Passage to read:
Most Common Types of Charts and Graphs to Communicate Data Points With Impact

Whether you’re about to create a collection of business graphs or make a chart in your infographic, the most common types of charts and graphs below are good starting points for your data visualization needs.

  1. Bar chart
  2. Line graph
  3. Area graph
  4. Scatter plot
  5. Pie chart
  6. Pictograph
  7. Column chart
  8. Bubble chart
  9. Gauge chart
  10. Stacked Venn

1. Bar chart

A bar chart, also known as a horizontal column chart, is popular for a reason — it’s easy on the eyes and quickly visualizes data sets. With bar charts, you can quickly identify which bar is the highest or the lowest, including the incremental differences between bars.

10 Essential Types of Graphs and When to Use Them (1)

When to use bar charts

  • If you have more than 10 items or categories to compare.
  • If your category labels or names are long.

Best practices for bar charts

  • Focus on one color for a bar chart. Accent colors are ideal if you want to highlight a significant data point.
  • Bars should be wider than the white space between bars.

Given material:
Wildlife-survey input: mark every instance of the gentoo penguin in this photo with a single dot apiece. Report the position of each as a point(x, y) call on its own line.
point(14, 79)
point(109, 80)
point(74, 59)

Instructions:
1. In the chart-types text, what is another name for a bar chart?
2. Rewrite the part of the chart-types text that begins at the words "10 Essential Types" and stops after "space between bars.". Switch "white space" to "gap".
The data has no connection to the text.

Complete answers:
1. A bar chart is also known as a horizontal column chart.

2.
10 Essential Types of Graphs and When to Use Them (1)

When to use bar charts

  • If you have more than 10 items or categories to compare.
  • If your category labels or names are long.

Best practices for bar charts

  • Focus on one color for a bar chart. Accent colors are ideal if you want to highlight a significant data point.
  • Bars should be wider than the gap between bars.